Required work: Print the whole listing exactly.

** START OF Dataset **

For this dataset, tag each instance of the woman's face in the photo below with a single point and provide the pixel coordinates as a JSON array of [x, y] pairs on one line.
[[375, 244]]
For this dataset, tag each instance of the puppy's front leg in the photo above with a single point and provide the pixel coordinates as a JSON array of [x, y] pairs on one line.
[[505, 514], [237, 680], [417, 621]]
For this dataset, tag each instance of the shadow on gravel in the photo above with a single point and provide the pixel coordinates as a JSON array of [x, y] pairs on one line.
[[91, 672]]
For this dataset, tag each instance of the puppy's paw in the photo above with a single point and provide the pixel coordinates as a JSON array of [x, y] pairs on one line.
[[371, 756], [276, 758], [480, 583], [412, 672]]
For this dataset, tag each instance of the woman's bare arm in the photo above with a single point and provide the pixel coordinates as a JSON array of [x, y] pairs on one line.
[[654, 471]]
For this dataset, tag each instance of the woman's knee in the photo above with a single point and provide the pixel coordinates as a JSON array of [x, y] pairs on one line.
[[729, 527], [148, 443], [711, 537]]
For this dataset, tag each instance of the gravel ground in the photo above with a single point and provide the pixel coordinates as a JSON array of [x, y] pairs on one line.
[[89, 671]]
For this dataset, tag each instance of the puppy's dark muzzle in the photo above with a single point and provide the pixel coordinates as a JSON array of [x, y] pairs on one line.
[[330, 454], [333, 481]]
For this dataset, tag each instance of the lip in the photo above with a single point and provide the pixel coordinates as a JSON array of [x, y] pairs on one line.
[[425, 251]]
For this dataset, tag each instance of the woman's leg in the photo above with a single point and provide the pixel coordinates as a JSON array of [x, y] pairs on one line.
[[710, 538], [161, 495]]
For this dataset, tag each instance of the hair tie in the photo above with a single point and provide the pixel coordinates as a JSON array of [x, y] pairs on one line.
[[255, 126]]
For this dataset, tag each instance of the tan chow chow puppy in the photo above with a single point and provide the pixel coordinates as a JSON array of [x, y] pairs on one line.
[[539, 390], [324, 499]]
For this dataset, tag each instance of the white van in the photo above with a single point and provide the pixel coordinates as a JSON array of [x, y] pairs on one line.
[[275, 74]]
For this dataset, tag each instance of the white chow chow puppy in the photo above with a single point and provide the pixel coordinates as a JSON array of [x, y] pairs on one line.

** END OF Dataset **

Exercise result:
For this dataset, tag each instance of the woman's face in the photo below with a single point and provide the pixel coordinates as a JSON array of [x, y] pairs on one line.
[[375, 244]]
For this dataset, tag each instance of the puppy's front leg in the photo above with a single point and provide the pixel coordinates as a JSON array of [x, y] pairs on one line.
[[505, 514], [237, 680], [417, 621]]
For this dataset, tag each instance of the shadow on gravel in the photo above with a single point and provide the pixel coordinates as a JSON array of [x, y] pairs on one line.
[[91, 672]]
For this dataset, tag each instance of the puppy's paw in the photo above with a single point and provide the pixel coordinates as a JSON array of [x, y] pairs on one line.
[[371, 756], [276, 758], [480, 583], [412, 672]]
For this dataset, tag each instance of the woman's bare arm in the photo above with a single point and provide the pixel coordinates as a JSON array of [x, y] pairs on one line.
[[654, 471]]
For this dataset, tag each instance of the woman's knee in the photo above with a single point and provide the pixel coordinates as a JSON array of [x, y] pairs on one line.
[[729, 527], [148, 443], [711, 537]]
For this dataset, tag each instance of the gravel ground in the photo above with a single point and provide the pixel coordinates as a JSON array of [x, y] pairs on one line.
[[89, 671]]
For this dataset, tag each instance of the puppy's dark muzzle in the photo above with a single point and provide the pixel coordinates as a JSON array of [x, y] pairs on one line.
[[330, 454], [333, 481]]
For this dataset, tag each instance of the lip in the photo above with a single point and provide the pixel coordinates as a JSON array of [x, y] pairs on one line.
[[425, 251]]
For this dataset, tag each instance of the woman's leg in the photo above with a single point and provide the pixel coordinates as a JSON array of [x, y] pairs on one line.
[[710, 538], [161, 495]]
For this dataset, tag each instance of the hair tie in the photo above with a single point and provide the pixel coordinates as a JSON array of [x, y] pairs on one line.
[[255, 126]]
For this dataset, tag each instance of the tan chow chow puppy in the photo above with a single point and provide the pixel coordinates as a JSON array of [x, y] pairs on one line.
[[539, 390], [324, 499]]
For this dataset, tag each instance of the white van in the photo above with a single point and provide the pixel coordinates as a JSON array of [x, y] pairs on one line.
[[275, 74]]
For this dataset, tag each instance of the white chow chow puppy in the photo above with a single point and provide the pixel coordinates as a JSON array of [x, y] pairs on one line.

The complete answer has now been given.